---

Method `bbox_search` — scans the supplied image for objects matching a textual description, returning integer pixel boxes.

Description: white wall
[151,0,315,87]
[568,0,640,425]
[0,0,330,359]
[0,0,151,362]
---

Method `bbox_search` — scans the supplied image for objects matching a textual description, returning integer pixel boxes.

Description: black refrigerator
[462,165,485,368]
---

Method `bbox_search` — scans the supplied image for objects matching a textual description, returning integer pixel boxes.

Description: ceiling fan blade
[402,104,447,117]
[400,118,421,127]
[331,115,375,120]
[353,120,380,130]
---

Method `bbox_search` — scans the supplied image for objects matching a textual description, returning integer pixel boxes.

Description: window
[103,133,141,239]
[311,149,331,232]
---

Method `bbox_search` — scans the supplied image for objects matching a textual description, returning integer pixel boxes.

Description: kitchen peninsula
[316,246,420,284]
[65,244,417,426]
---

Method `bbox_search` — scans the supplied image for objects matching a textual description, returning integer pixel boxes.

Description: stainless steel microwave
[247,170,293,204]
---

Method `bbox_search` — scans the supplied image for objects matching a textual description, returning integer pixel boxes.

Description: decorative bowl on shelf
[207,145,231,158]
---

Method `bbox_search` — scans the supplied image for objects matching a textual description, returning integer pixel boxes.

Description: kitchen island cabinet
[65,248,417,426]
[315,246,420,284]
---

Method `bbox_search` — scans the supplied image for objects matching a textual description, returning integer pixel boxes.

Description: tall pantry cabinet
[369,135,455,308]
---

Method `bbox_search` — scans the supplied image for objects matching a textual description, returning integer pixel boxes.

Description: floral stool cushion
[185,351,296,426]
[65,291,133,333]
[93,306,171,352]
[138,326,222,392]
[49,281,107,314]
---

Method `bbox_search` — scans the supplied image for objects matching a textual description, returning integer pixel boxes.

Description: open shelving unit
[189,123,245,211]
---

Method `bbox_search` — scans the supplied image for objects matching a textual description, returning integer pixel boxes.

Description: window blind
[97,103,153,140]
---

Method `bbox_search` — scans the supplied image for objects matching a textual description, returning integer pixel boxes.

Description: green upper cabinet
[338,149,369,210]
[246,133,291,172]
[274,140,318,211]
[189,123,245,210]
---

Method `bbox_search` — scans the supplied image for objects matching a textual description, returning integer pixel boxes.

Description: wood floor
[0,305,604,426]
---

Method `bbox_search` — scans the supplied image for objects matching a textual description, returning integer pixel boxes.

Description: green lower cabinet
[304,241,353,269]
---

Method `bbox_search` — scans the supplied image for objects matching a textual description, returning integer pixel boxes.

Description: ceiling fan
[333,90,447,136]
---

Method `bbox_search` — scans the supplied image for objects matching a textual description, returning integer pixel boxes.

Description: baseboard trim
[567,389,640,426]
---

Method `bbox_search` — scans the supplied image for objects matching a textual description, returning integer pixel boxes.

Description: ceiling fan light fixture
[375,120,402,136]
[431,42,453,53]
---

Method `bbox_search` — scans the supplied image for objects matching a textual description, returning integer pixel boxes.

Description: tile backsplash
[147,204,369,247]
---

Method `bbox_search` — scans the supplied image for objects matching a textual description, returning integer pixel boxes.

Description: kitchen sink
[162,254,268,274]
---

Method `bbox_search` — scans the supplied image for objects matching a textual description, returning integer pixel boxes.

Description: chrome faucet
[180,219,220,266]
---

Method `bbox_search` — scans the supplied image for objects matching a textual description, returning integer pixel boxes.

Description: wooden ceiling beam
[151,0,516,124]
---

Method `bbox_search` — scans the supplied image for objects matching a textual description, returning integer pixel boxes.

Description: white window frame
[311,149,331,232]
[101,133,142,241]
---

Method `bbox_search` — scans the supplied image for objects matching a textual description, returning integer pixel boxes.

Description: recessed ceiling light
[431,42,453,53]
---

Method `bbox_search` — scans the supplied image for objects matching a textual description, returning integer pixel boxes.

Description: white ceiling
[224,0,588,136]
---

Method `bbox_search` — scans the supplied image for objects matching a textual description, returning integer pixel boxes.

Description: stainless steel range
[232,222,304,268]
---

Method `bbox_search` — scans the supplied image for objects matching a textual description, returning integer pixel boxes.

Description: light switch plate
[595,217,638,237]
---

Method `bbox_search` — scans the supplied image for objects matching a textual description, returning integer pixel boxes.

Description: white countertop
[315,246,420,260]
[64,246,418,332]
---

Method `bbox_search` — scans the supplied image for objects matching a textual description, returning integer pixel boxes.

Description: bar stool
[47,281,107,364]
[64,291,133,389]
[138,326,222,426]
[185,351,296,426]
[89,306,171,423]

━━━━━━━━━━━━━━━━━━━━━━━━━━━━━━

Recast all of the lines above as a Markdown table with the columns Index and Entry, numbering each row and omitting blank lines.

| Index | Entry |
|---|---|
| 1 | --- |
| 2 | Method `bbox_search` — scans the supplied image for objects matching a textual description, returning integer pixel boxes. |
| 3 | Description: white wall |
| 4 | [151,0,315,87] |
| 5 | [568,0,640,425] |
| 6 | [0,0,330,359] |
| 7 | [0,0,151,362] |
| 8 | --- |
| 9 | Method `bbox_search` — scans the supplied image for objects matching a textual description, returning integer pixel boxes. |
| 10 | Description: black refrigerator |
| 11 | [462,165,485,368] |
| 12 | --- |
| 13 | Method `bbox_search` — scans the supplied image for objects matching a textual description, returning integer pixel boxes. |
| 14 | Description: ceiling fan blade |
| 15 | [402,104,447,117] |
| 16 | [400,118,421,127] |
| 17 | [331,115,375,120] |
| 18 | [353,120,380,130] |
| 19 | --- |
| 20 | Method `bbox_search` — scans the supplied image for objects matching a textual description, returning integer pixel boxes. |
| 21 | Description: window |
| 22 | [103,133,141,239] |
| 23 | [311,149,331,232] |
| 24 | --- |
| 25 | Method `bbox_search` — scans the supplied image for objects matching a textual description, returning integer pixel boxes. |
| 26 | Description: kitchen peninsula |
| 27 | [316,246,420,284] |
| 28 | [65,244,417,426] |
| 29 | --- |
| 30 | Method `bbox_search` — scans the supplied image for objects matching a textual description, returning integer pixel boxes. |
| 31 | Description: stainless steel microwave |
| 32 | [247,170,293,204] |
| 33 | --- |
| 34 | Method `bbox_search` — scans the supplied image for objects matching a textual description, returning integer pixel boxes. |
| 35 | Description: decorative bowl on shelf |
| 36 | [207,145,231,158] |
| 37 | --- |
| 38 | Method `bbox_search` — scans the supplied image for objects matching a textual description, returning integer pixel boxes. |
| 39 | Description: kitchen island cabinet |
| 40 | [65,248,417,426] |
| 41 | [315,246,420,284] |
| 42 | --- |
| 43 | Method `bbox_search` — scans the supplied image for objects matching a textual description, returning integer pixel boxes. |
| 44 | Description: tall pantry cabinet |
| 45 | [369,135,455,308] |
| 46 | --- |
| 47 | Method `bbox_search` — scans the supplied image for objects matching a textual description, returning integer pixel boxes. |
| 48 | Description: floral stool cushion |
| 49 | [185,351,296,426] |
| 50 | [65,291,133,333] |
| 51 | [93,306,171,352] |
| 52 | [138,326,222,392] |
| 53 | [49,281,107,314] |
| 54 | --- |
| 55 | Method `bbox_search` — scans the supplied image for objects matching a textual description, returning integer pixel boxes. |
| 56 | Description: open shelving unit |
| 57 | [189,123,245,211] |
| 58 | --- |
| 59 | Method `bbox_search` — scans the supplied image for objects matching a textual description, returning integer pixel boxes. |
| 60 | Description: window blind |
| 61 | [97,103,153,140] |
| 62 | --- |
| 63 | Method `bbox_search` — scans the supplied image for objects matching a textual description, returning integer pixel boxes. |
| 64 | Description: green upper cabinet |
| 65 | [338,149,369,210] |
| 66 | [246,133,291,172] |
| 67 | [274,140,318,211] |
| 68 | [189,123,245,210] |
| 69 | --- |
| 70 | Method `bbox_search` — scans the supplied image for objects matching a textual description, returning integer pixel boxes. |
| 71 | Description: wood floor |
| 72 | [0,305,604,426] |
| 73 | --- |
| 74 | Method `bbox_search` — scans the supplied image for objects matching a textual description, returning integer pixel boxes. |
| 75 | Description: green lower cabinet |
| 76 | [304,241,353,269] |
| 77 | --- |
| 78 | Method `bbox_search` — scans the supplied image for objects matching a textual description, returning integer pixel boxes. |
| 79 | Description: ceiling fan |
| 80 | [333,90,447,136] |
| 81 | --- |
| 82 | Method `bbox_search` — scans the supplied image for objects matching a textual description, returning integer pixel boxes. |
| 83 | Description: baseboard trim |
| 84 | [567,389,640,426] |
| 85 | --- |
| 86 | Method `bbox_search` — scans the supplied image for objects matching a textual description, returning integer pixel boxes. |
| 87 | Description: ceiling fan light fixture |
| 88 | [375,120,402,136] |
| 89 | [431,42,453,53] |
| 90 | --- |
| 91 | Method `bbox_search` — scans the supplied image for objects matching a textual description, returning integer pixel boxes. |
| 92 | Description: tile backsplash |
| 93 | [147,204,369,247] |
| 94 | --- |
| 95 | Method `bbox_search` — scans the supplied image for objects matching a textual description, returning integer pixel boxes. |
| 96 | Description: kitchen sink |
| 97 | [162,254,268,274] |
| 98 | --- |
| 99 | Method `bbox_search` — scans the supplied image for objects matching a textual description, returning integer pixel boxes. |
| 100 | Description: chrome faucet |
| 101 | [180,219,220,266] |
| 102 | --- |
| 103 | Method `bbox_search` — scans the supplied image for objects matching a textual description, returning integer pixel boxes. |
| 104 | Description: wooden ceiling beam |
| 105 | [151,0,516,124] |
| 106 | --- |
| 107 | Method `bbox_search` — scans the supplied image for objects matching a textual description, returning integer pixel boxes. |
| 108 | Description: white window frame |
| 109 | [311,149,331,232] |
| 110 | [101,133,142,241] |
| 111 | --- |
| 112 | Method `bbox_search` — scans the supplied image for objects matching a textual description, returning integer pixel boxes. |
| 113 | Description: recessed ceiling light |
| 114 | [431,42,453,53] |
| 115 | --- |
| 116 | Method `bbox_search` — scans the supplied image for objects matching a textual description, returning integer pixel boxes. |
| 117 | Description: white ceiling |
| 118 | [224,0,588,136] |
| 119 | --- |
| 120 | Method `bbox_search` — scans the supplied image for objects matching a textual description, returning integer pixel boxes. |
| 121 | Description: stainless steel range |
| 122 | [232,222,304,268] |
| 123 | --- |
| 124 | Method `bbox_search` — scans the supplied image for objects matching a textual description, returning integer pixel boxes. |
| 125 | Description: light switch plate |
| 126 | [595,217,638,237] |
| 127 | --- |
| 128 | Method `bbox_search` — scans the supplied image for objects matching a textual description, returning integer pixel boxes. |
| 129 | Description: white countertop |
| 130 | [315,246,420,260] |
| 131 | [64,246,418,332] |
| 132 | --- |
| 133 | Method `bbox_search` — scans the supplied image for objects matching a textual description, returning integer pixel boxes. |
| 134 | Description: bar stool |
| 135 | [47,281,107,364] |
| 136 | [64,291,133,389] |
| 137 | [138,326,222,426] |
| 138 | [185,351,296,426] |
| 139 | [89,306,171,423] |